**Raw records**
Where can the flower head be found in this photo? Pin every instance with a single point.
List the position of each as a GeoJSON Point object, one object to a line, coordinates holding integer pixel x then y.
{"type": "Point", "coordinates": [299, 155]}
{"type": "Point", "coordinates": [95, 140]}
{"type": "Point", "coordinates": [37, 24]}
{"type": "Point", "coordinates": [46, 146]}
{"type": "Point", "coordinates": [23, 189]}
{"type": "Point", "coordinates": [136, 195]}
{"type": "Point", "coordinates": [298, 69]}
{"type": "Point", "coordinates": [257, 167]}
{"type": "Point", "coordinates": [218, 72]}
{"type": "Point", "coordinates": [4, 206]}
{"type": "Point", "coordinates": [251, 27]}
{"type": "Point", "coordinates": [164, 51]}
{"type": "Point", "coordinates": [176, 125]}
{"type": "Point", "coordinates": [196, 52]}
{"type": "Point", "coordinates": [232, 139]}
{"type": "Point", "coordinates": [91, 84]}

**What you have to do**
Format the records above as a Markdown table with two columns, "Row" and "Line," giving each nonblank line its own numbered row.

**Answer to the exercise**
| Row | Line |
|---|---|
| 1 | Where can the flower head be found in this photo? Pin every instance with a single point. |
| 2 | List the position of each as a GeoJSON Point object, one object to a line, coordinates holding integer pixel x then y. |
| 3 | {"type": "Point", "coordinates": [299, 155]} |
| 4 | {"type": "Point", "coordinates": [95, 140]} |
| 5 | {"type": "Point", "coordinates": [37, 24]} |
| 6 | {"type": "Point", "coordinates": [46, 146]} |
| 7 | {"type": "Point", "coordinates": [23, 189]} |
| 8 | {"type": "Point", "coordinates": [136, 195]} |
| 9 | {"type": "Point", "coordinates": [298, 69]} |
| 10 | {"type": "Point", "coordinates": [257, 167]} |
| 11 | {"type": "Point", "coordinates": [218, 72]} |
| 12 | {"type": "Point", "coordinates": [4, 206]} |
| 13 | {"type": "Point", "coordinates": [251, 27]} |
| 14 | {"type": "Point", "coordinates": [164, 51]} |
| 15 | {"type": "Point", "coordinates": [176, 125]} |
| 16 | {"type": "Point", "coordinates": [196, 52]} |
| 17 | {"type": "Point", "coordinates": [232, 139]} |
| 18 | {"type": "Point", "coordinates": [91, 84]} |